### EXERCISE OBJECTIVE
Every record here needs to be written out again exactly.
* BEGIN RECORDS SHOWN *
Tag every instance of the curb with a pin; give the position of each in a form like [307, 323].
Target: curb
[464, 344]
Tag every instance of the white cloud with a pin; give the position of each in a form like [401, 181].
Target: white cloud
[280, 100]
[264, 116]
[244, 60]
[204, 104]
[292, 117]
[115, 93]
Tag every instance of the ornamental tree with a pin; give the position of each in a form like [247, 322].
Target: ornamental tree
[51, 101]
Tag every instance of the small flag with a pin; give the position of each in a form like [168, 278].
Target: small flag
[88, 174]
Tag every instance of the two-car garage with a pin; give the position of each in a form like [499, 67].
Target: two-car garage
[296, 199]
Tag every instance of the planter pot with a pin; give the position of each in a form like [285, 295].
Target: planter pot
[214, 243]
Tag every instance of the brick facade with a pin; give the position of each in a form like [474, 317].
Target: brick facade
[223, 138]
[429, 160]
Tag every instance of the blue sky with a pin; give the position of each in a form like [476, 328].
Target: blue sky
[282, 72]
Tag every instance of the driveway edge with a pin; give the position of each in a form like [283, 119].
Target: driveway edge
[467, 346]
* END RECORDS SHOWN *
### ANSWER TO THIS PROBLEM
Tag every instance of the curb with a pin; give the position of each in a form like [307, 323].
Target: curb
[464, 344]
Tag every instance of the white cloud with a pin; give the position of each in a form like [401, 181].
Target: white cloud
[280, 100]
[264, 116]
[244, 60]
[204, 104]
[292, 117]
[115, 93]
Tag every instance of the ornamental tree with a pin; give the position of each in a form like [247, 322].
Target: ornamental tree
[51, 101]
Tag every instance of the small flag with a pin; give the position of each in a form like [168, 278].
Target: small flag
[88, 174]
Tag every instance of the two-car garage with a pin; give the position of each in a form like [499, 67].
Target: two-car garage
[296, 199]
Tag every instance of the planter pot with a pin; give the position of each in a form like [285, 295].
Target: planter pot
[214, 243]
Tag every instance of the brick facade with a pin; give the position of each in a form like [474, 317].
Target: brick facade
[223, 138]
[429, 160]
Tag every instance of the blue sky with a pin; give the position of each in a form like [476, 328].
Target: blue sky
[282, 72]
Tag every instance of the driveway edge with a pin; give the position of each in a form like [283, 119].
Target: driveway edge
[467, 346]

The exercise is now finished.